**** MATERIAL SUPPLIED
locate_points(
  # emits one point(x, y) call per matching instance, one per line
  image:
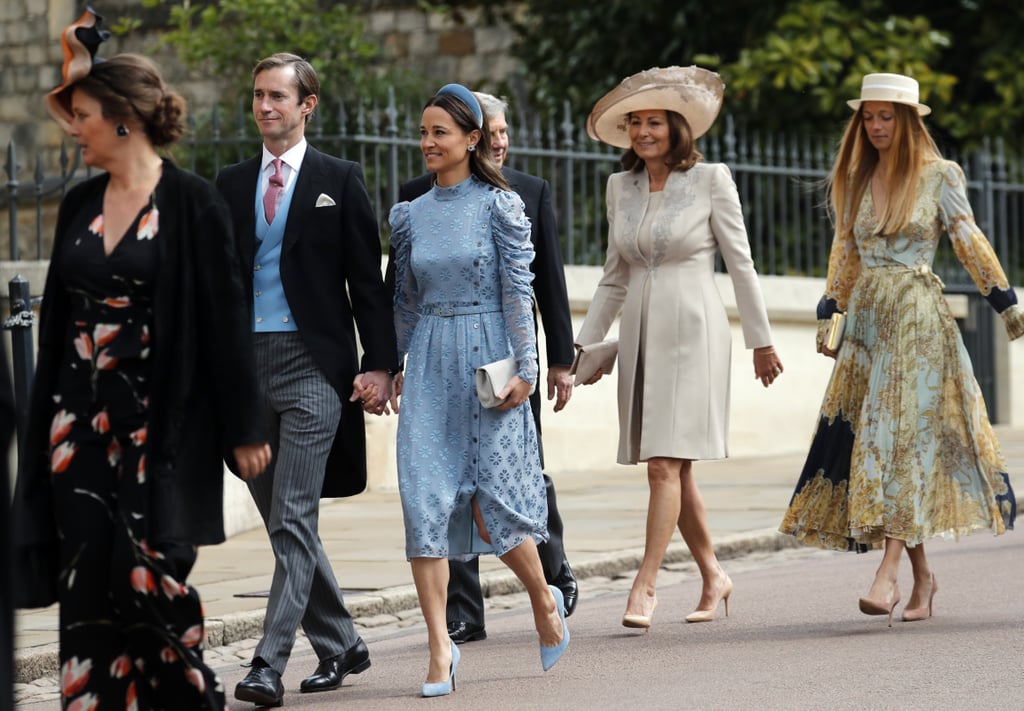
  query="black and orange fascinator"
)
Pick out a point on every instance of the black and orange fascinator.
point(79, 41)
********
**** MATERIAL SUPPLIED
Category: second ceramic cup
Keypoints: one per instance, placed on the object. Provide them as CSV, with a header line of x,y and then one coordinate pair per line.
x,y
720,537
********
- **SET TASK**: Pull out every line of the material above that contains the word "fascinator", and copy each of those lines unchanged.

- **EXPECTED ANSWER**:
  query="black and orange fascinator"
Pick out a point on every instance of the black and orange fascinator.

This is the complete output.